A run of entries
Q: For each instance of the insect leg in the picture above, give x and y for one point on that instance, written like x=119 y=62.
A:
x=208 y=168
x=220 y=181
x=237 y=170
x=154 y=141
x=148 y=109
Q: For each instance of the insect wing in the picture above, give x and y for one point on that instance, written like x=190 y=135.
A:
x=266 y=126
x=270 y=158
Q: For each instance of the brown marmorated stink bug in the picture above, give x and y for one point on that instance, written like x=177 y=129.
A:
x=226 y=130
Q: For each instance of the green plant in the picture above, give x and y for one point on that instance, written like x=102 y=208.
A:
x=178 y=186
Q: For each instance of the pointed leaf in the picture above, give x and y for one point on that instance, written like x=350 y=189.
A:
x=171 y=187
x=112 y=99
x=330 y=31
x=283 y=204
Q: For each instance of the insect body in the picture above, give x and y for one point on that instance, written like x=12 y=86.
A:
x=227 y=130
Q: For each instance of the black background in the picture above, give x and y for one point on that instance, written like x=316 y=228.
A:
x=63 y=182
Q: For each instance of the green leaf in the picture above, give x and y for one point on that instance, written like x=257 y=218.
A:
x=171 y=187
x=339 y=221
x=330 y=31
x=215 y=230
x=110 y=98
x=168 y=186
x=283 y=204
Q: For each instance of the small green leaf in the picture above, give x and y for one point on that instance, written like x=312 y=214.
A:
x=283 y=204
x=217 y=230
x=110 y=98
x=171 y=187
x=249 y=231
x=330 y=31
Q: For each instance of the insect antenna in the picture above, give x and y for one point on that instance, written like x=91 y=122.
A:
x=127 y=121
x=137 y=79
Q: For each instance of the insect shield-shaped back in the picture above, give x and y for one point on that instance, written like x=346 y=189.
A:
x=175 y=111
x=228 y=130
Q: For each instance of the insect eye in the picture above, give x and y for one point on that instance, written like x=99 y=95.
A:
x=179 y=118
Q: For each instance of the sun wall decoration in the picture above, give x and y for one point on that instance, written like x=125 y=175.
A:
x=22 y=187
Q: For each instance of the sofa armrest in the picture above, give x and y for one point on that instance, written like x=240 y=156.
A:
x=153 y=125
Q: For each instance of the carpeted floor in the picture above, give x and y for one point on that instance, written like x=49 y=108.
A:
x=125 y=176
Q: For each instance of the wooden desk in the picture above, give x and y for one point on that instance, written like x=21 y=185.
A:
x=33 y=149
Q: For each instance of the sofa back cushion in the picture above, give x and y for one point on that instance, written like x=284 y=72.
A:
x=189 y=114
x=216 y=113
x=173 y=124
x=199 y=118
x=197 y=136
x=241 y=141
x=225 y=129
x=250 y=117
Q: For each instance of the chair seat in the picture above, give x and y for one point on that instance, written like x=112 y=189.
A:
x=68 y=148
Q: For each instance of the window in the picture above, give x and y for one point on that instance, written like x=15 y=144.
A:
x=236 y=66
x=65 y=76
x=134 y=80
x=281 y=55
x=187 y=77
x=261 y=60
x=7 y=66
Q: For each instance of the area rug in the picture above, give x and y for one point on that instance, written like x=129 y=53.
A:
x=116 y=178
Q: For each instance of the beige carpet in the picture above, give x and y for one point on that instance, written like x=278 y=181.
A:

# Written request:
Lay out the entries as a Markdown table, starting at the line that contains "Q: For each instance of the area" and ending at the last line of the entries. Use the columns Row and Line, give each line its own numbered row, and leave out blank lines.

# The output:
| Row | Line |
|---|---|
| 1 | Q: For each instance of the area rug in the picture above, give x and y for one point on that instance, written like x=129 y=53. |
| 2 | A: |
| 3 | x=116 y=178 |
| 4 | Q: For each instance of the beige carpet in the picture above, give x and y for one point on that instance, written like x=278 y=181. |
| 5 | A: |